───── Recorded information ─────

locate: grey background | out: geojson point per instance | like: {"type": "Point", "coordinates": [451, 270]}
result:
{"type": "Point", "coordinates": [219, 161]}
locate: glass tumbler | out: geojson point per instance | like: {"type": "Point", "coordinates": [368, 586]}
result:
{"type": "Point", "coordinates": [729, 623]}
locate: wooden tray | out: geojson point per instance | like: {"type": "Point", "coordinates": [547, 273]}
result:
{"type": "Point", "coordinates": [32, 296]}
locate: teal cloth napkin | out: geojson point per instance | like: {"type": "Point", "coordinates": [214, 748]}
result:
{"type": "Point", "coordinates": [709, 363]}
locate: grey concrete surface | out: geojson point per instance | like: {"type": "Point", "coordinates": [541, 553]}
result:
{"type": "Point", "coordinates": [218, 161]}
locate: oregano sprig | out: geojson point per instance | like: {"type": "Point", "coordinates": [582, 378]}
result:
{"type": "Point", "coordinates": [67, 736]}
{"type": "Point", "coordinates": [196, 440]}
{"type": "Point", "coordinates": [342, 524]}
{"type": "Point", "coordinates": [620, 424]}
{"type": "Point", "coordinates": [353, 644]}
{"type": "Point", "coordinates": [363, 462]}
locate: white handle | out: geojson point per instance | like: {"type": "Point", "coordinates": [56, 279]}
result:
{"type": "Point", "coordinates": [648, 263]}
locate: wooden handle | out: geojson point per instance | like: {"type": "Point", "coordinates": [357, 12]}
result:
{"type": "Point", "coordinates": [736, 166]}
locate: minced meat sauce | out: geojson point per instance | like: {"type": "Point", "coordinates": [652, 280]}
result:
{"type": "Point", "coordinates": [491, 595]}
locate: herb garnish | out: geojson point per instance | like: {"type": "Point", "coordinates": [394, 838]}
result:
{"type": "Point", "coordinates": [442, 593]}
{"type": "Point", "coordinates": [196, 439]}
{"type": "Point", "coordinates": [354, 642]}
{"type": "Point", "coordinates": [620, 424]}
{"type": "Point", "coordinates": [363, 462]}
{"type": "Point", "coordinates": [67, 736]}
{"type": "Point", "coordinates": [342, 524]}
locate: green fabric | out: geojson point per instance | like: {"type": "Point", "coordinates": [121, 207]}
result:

─────

Locate the line with "locate: teal cloth" in the entries above; extract it and every line after it, verbatim.

Output for this exercise:
locate: teal cloth napkin | out: geojson point per instance | like: {"type": "Point", "coordinates": [214, 748]}
result:
{"type": "Point", "coordinates": [709, 363]}
locate: grey concrete surface | out: geojson point per instance | like: {"type": "Point", "coordinates": [541, 553]}
result:
{"type": "Point", "coordinates": [218, 161]}
locate: oregano sprig | out: geojson point per instance | like: {"type": "Point", "coordinates": [582, 378]}
result:
{"type": "Point", "coordinates": [67, 736]}
{"type": "Point", "coordinates": [196, 440]}
{"type": "Point", "coordinates": [342, 524]}
{"type": "Point", "coordinates": [620, 424]}
{"type": "Point", "coordinates": [353, 644]}
{"type": "Point", "coordinates": [363, 462]}
locate: white handle | out: geojson point per instance | like: {"type": "Point", "coordinates": [56, 279]}
result:
{"type": "Point", "coordinates": [648, 263]}
locate: wooden handle | out: geojson point per instance | like: {"type": "Point", "coordinates": [357, 12]}
result:
{"type": "Point", "coordinates": [736, 166]}
locate: minced meat sauce | out: geojson point per instance | like: {"type": "Point", "coordinates": [652, 280]}
result:
{"type": "Point", "coordinates": [491, 595]}
locate: herb garnish | out: geojson point per instance | like: {"type": "Point", "coordinates": [394, 838]}
result:
{"type": "Point", "coordinates": [442, 593]}
{"type": "Point", "coordinates": [196, 439]}
{"type": "Point", "coordinates": [354, 642]}
{"type": "Point", "coordinates": [620, 424]}
{"type": "Point", "coordinates": [363, 462]}
{"type": "Point", "coordinates": [67, 736]}
{"type": "Point", "coordinates": [342, 524]}
locate: green fabric | out: geojson point per instance | like: {"type": "Point", "coordinates": [121, 207]}
result:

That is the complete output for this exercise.